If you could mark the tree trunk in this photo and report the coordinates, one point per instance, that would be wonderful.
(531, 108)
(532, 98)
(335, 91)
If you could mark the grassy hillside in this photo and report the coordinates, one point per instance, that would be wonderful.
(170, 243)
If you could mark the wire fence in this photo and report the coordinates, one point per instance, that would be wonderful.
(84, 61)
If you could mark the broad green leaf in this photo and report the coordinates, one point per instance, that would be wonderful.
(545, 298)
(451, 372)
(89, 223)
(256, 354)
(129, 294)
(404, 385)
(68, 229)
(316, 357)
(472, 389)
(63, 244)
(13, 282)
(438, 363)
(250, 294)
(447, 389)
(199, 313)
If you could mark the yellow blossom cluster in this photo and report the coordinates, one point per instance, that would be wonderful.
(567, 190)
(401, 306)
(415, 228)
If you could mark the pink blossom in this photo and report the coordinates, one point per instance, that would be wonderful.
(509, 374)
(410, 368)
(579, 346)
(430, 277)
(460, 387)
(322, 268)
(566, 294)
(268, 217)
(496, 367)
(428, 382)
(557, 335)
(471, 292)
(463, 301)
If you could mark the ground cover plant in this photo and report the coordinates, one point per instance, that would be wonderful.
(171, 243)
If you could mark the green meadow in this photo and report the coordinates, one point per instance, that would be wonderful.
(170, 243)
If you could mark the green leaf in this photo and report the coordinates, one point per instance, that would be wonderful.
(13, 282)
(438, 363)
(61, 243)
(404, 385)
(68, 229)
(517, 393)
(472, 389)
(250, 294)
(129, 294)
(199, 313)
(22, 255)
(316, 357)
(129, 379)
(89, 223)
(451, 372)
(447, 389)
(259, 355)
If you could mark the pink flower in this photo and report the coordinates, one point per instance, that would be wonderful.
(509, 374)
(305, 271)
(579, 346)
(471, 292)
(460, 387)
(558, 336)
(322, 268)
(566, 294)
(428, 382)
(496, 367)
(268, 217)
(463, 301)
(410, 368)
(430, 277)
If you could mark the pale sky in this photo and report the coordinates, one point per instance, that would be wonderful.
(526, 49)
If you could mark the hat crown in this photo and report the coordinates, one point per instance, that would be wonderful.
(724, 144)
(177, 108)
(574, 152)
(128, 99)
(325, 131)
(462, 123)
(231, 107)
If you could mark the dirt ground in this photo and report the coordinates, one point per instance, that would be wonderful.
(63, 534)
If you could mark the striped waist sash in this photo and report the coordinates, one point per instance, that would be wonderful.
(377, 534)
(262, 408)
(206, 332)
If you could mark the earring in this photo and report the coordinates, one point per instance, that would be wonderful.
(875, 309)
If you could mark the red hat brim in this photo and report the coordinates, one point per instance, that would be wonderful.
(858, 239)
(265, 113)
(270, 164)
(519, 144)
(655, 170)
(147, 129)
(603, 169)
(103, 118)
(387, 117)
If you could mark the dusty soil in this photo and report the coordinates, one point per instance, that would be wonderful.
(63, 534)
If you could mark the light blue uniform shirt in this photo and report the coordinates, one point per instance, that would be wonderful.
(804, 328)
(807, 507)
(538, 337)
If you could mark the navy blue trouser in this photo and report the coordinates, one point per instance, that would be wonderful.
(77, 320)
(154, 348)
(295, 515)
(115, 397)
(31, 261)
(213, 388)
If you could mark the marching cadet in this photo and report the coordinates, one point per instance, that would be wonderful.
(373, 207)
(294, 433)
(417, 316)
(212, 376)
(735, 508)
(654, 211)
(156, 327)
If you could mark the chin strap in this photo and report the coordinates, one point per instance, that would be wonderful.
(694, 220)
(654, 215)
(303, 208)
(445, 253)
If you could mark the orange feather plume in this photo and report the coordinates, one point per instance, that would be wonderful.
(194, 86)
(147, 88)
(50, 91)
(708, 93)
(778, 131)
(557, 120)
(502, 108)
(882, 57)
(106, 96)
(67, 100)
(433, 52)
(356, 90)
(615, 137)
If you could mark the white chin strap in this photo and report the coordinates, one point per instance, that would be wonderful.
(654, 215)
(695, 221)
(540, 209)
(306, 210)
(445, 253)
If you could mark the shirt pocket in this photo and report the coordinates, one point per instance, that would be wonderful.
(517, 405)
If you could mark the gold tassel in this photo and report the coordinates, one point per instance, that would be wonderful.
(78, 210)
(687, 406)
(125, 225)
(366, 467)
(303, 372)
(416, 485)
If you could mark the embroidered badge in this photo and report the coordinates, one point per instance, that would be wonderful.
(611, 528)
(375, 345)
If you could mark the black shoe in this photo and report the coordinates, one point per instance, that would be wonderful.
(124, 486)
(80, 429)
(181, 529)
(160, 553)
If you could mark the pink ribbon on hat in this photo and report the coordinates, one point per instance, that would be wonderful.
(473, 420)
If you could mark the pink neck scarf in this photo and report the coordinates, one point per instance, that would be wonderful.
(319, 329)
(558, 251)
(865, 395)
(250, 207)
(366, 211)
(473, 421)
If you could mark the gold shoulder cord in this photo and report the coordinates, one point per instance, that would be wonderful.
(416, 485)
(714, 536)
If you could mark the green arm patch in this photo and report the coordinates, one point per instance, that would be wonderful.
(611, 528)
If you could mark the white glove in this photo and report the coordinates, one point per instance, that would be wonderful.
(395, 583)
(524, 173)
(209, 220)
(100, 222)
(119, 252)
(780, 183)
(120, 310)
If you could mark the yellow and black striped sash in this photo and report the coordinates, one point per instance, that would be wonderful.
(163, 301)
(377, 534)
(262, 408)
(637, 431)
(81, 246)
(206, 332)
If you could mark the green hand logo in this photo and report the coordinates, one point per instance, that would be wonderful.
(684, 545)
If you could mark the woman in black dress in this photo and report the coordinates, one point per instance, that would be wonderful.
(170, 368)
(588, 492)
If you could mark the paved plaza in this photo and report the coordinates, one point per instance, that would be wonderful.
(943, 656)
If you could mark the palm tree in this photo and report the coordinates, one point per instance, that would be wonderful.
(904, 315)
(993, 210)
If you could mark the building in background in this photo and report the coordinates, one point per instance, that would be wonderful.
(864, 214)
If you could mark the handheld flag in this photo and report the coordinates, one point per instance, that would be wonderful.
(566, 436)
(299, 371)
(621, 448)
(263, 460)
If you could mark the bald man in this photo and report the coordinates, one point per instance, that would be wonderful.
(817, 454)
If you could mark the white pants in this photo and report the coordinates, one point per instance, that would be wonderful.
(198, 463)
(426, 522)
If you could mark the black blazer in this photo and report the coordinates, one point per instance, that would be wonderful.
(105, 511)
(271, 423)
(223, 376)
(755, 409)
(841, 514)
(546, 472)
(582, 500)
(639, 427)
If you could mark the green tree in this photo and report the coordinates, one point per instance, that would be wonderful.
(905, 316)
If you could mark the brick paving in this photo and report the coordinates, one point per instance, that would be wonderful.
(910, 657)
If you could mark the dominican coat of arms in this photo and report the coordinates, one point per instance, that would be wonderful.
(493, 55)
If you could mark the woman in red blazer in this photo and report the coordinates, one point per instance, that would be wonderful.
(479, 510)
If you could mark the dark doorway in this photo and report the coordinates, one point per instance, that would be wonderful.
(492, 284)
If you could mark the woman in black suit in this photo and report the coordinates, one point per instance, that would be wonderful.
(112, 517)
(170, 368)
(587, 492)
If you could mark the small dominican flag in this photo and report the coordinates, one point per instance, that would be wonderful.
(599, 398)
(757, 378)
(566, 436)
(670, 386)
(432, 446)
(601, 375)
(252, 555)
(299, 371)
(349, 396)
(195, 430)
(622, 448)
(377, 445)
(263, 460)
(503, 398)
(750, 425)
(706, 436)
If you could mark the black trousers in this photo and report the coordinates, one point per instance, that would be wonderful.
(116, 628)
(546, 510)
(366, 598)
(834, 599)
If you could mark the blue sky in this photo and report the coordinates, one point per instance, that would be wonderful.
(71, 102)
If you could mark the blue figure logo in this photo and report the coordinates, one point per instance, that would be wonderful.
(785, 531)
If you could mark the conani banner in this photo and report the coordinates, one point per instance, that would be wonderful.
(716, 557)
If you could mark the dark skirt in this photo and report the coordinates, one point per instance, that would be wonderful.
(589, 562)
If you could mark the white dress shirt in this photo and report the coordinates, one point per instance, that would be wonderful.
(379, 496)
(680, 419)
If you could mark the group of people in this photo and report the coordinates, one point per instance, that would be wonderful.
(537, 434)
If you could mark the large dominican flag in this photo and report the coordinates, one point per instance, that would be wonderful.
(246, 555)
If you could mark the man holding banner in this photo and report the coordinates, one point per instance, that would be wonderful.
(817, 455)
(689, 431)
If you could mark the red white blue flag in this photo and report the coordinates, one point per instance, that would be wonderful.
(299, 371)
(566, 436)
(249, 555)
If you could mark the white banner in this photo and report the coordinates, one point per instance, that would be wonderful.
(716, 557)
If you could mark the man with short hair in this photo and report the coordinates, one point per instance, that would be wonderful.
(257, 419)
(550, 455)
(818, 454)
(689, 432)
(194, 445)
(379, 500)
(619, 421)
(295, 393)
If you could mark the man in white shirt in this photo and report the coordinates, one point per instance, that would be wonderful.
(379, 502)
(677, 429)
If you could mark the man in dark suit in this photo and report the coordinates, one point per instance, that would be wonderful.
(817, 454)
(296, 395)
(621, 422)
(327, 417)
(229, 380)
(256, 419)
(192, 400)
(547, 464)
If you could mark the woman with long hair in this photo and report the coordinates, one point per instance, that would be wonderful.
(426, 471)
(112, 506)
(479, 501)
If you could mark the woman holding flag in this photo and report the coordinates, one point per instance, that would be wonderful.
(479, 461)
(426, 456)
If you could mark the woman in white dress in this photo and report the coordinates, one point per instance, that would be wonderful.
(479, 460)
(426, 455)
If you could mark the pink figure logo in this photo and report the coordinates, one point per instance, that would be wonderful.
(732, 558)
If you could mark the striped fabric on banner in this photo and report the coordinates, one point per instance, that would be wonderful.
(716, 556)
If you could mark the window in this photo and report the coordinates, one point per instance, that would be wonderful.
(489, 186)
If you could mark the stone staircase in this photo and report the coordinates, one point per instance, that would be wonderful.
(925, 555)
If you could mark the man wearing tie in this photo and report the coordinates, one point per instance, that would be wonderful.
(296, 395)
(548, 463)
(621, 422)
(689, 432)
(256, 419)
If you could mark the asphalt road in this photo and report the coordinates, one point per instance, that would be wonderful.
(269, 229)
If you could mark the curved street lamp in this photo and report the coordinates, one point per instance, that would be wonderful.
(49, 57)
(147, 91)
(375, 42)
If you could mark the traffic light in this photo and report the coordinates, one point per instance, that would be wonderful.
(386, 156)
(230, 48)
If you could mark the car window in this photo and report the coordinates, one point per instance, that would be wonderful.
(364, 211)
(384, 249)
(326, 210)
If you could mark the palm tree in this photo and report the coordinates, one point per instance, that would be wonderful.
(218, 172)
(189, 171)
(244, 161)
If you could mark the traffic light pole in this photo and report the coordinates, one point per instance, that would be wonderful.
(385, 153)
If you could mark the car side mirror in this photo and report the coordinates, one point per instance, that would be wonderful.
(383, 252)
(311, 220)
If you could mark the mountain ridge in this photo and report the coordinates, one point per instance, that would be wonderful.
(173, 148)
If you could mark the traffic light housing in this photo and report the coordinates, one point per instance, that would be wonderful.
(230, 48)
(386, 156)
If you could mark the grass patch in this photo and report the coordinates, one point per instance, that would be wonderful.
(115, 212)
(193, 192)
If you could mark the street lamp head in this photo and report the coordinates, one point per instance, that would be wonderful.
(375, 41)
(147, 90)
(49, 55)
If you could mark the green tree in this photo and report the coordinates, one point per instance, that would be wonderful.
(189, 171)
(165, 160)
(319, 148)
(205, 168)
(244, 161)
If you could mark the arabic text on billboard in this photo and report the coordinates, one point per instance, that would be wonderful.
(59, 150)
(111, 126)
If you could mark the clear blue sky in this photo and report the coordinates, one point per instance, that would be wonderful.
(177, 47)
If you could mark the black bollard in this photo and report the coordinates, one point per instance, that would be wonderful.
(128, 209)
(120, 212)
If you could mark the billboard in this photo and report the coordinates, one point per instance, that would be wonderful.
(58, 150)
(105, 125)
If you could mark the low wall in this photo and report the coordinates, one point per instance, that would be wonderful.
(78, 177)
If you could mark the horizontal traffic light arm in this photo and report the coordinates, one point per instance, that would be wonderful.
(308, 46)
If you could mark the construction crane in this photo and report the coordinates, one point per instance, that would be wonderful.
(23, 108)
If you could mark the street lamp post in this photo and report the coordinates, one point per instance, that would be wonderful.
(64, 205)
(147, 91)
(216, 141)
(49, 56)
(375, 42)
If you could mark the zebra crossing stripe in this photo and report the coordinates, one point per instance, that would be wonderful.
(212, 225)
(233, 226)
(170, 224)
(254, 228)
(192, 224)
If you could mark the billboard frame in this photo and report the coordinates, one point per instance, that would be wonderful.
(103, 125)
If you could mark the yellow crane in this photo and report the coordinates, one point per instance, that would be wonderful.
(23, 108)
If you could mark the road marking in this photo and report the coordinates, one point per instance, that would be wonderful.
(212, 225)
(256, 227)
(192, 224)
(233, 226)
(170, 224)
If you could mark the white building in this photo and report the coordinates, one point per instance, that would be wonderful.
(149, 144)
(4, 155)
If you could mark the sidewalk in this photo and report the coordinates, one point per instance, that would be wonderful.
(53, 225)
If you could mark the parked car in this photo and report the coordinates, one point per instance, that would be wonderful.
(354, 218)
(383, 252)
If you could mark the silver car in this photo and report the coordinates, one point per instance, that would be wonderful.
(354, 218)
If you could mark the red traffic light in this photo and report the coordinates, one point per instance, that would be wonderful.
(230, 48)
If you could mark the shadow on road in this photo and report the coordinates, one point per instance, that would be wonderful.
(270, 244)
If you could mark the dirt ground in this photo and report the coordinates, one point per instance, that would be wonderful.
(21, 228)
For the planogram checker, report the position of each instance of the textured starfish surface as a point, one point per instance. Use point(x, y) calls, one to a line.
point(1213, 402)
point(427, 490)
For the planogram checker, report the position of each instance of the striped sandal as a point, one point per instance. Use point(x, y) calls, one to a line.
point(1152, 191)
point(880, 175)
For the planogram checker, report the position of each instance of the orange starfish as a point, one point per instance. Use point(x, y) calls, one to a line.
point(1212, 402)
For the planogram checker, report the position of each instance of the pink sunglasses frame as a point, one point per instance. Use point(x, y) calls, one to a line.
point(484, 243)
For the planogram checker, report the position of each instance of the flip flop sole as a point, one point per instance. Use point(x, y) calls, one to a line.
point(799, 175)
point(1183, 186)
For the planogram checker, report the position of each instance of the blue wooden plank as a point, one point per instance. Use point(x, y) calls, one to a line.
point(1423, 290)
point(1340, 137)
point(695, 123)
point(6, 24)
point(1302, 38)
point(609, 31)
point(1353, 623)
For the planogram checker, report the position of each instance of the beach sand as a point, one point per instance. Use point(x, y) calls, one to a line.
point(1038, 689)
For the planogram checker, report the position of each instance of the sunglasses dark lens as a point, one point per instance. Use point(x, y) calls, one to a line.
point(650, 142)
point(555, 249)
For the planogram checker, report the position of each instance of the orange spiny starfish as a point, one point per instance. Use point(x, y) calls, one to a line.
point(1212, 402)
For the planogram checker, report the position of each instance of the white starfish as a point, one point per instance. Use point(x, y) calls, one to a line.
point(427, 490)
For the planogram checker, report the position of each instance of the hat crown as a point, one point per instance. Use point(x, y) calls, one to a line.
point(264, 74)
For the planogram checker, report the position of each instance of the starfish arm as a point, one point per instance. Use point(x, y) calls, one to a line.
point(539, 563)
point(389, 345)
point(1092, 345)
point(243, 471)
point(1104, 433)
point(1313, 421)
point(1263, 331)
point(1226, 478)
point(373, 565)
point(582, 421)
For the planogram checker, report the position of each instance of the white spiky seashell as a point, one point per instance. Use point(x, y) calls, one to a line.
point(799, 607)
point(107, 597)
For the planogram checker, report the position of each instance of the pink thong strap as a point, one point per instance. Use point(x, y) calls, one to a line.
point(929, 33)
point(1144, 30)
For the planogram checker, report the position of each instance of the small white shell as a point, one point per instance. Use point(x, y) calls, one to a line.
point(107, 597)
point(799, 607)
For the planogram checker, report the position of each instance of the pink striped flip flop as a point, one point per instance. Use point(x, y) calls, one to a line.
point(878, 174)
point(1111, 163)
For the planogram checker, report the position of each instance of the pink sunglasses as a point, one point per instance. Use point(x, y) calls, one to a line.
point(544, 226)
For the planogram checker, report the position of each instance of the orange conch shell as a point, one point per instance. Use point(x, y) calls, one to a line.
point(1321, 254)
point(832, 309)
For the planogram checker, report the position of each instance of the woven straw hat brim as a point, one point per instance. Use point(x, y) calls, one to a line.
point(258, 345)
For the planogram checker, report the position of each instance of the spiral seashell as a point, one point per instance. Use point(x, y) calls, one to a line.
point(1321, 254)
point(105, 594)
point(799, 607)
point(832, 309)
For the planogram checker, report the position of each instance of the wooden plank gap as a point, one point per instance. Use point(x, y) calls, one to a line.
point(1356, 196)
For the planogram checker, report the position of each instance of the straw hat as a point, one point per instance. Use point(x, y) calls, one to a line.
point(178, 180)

--------------------------------------------------

» **What to do**
Send back, unchanged, every line of the records from the one with "pink sunglasses as" through the last.

» **Response to the task**
For the planogram checker, report the position of each instance of the pink sunglasses as a point, one point per instance. Use point(x, y) calls, one to a line.
point(544, 226)
For the planogram checker, report the position of each instance of the orange conch shell as a point, one point per instance. Use point(x, y) calls, one to a line.
point(1321, 254)
point(832, 309)
For the planogram checker, report the position of each instance of the woven straw hat brim as a point, one point per instance. Use point(x, y) calls, one to a line.
point(258, 345)
For the planogram checker, report the position of each instance of the spiral seashell as a point, one point per instance. Use point(x, y) calls, one to a line.
point(1321, 254)
point(105, 594)
point(799, 607)
point(832, 309)
For the planogram checker, report the position of each instance of the wooden plank gap as a point, one point per instance. Use point(x, y) calls, one to a line.
point(1356, 196)
For the planogram checker, report the position of each instance of the straw hat as a point, one point per instance. Use point(x, y) calls, one to a line.
point(178, 180)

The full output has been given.